PASSAGE SHOWN:
......

Qu has heard of such troubles before. In the era of reform, she says, Chinese authorities no longer suppress superstitions as they once did, and "people are using new scientific techniques to pursue old beliefs." Parents use sonograms to detect the sex of their child--and to abort the girls. Fortune-tellers stake out gynecology clinics, offering to forecast the destiny of unborn children with the help of a computer program. Qu has heard of mothers flooding hospitals to demand Caesarean sections on a particularly auspicious day. In one case, she says, a 50-year-old stroke victim died in a provincial hospital because the surgical theater was swamped with C-sections. "Let that be a warning. Lucky times and holidays are the worst time to be in the hospital," says Qu, warning that on Jan. 1, 2000, "if too many pregnant women flood into emergency rooms to give birth to Century Babies, it'll be chaos." And, while most Chinese hospitals aren't computerized yet, what if those that are get hit by blackouts and equipment failure as a result of the Y2K computer bug? "Just imagine!" says Qu.

......

GIVEN RECORDS:

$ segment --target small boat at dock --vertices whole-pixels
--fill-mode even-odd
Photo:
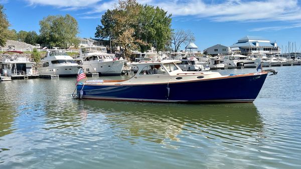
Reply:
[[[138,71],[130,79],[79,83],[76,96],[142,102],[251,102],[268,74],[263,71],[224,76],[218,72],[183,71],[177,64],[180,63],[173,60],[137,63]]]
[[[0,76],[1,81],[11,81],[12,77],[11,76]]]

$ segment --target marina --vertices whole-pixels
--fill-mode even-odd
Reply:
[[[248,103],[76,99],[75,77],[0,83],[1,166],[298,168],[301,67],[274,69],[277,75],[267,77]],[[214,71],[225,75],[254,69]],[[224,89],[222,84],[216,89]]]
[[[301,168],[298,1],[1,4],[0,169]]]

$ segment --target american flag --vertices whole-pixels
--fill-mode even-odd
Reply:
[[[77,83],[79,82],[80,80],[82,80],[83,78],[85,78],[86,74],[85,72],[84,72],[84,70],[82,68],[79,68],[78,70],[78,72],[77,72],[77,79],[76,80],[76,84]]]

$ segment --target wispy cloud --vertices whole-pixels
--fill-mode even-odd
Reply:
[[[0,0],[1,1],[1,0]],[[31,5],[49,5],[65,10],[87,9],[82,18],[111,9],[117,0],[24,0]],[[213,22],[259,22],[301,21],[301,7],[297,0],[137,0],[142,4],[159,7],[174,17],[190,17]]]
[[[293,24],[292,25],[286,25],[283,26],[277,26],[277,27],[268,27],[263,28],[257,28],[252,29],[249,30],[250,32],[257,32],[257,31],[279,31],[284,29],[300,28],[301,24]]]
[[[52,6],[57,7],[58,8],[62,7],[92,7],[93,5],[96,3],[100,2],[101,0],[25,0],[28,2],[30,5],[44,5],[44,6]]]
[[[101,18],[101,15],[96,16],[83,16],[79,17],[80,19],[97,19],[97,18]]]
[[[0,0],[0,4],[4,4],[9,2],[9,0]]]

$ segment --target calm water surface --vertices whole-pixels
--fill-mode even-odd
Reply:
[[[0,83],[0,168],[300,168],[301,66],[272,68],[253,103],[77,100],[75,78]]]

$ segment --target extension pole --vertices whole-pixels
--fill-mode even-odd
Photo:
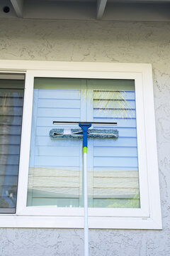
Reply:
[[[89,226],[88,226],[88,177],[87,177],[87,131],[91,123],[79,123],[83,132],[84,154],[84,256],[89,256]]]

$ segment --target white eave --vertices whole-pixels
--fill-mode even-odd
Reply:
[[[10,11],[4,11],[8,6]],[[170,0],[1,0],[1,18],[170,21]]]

......

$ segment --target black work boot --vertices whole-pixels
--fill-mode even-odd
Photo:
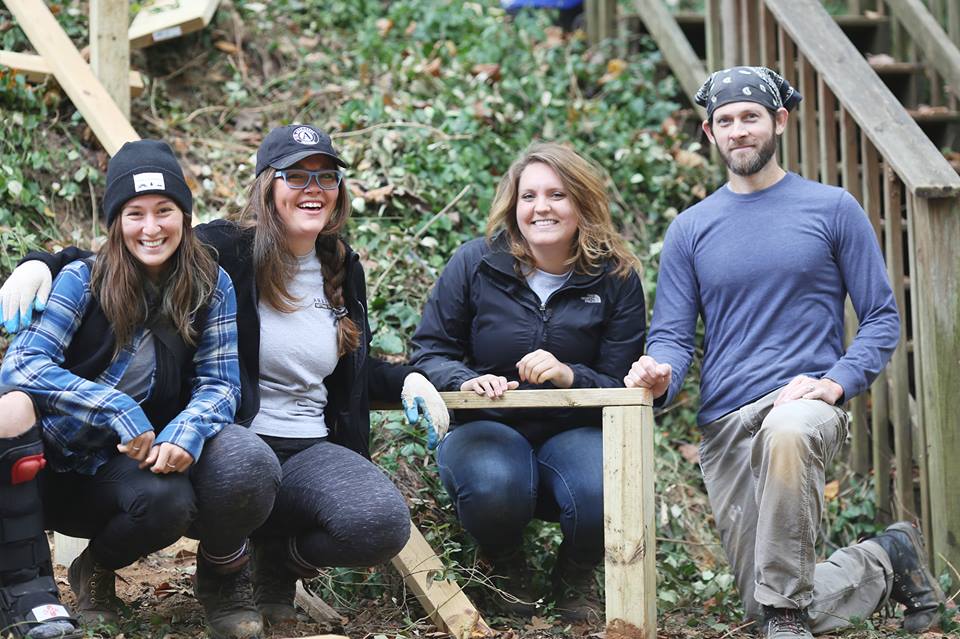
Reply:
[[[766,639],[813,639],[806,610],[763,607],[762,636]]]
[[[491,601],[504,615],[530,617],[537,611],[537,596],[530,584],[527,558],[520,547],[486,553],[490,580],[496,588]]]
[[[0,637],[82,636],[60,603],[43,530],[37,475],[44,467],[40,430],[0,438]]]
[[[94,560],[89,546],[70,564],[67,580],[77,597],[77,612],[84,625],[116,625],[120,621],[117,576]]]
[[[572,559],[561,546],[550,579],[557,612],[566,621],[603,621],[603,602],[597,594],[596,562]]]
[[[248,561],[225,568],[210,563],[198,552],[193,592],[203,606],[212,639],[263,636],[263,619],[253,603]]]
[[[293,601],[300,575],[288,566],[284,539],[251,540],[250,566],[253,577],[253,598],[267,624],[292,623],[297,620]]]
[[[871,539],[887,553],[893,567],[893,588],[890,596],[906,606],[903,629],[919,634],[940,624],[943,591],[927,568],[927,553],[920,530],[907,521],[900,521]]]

......

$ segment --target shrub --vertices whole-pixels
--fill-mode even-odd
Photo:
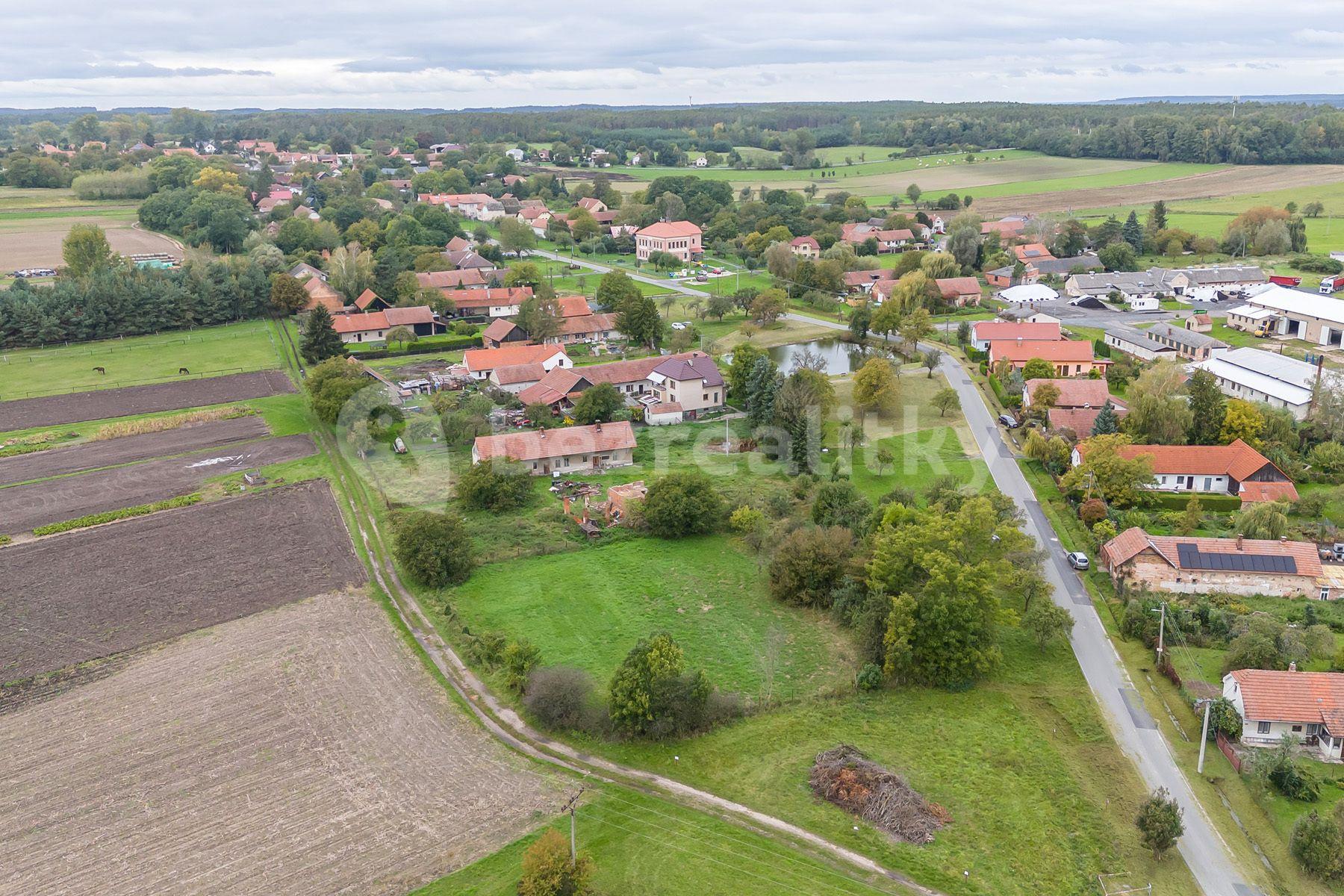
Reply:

......

YOUR OBJECTIVE:
Which practices does the passage describe in which people use modern medicine or technology to act on old beliefs? Answer using only the passage.

OUTPUT FOR THIS EXERCISE:
- Parents use sonograms to learn the sex of their child and abort the girls.
- Fortune-tellers wait at gynecology clinics and offer to forecast the destiny of unborn children with a computer program.
- Mothers flood hospitals demanding Caesarean sections on a particularly auspicious day.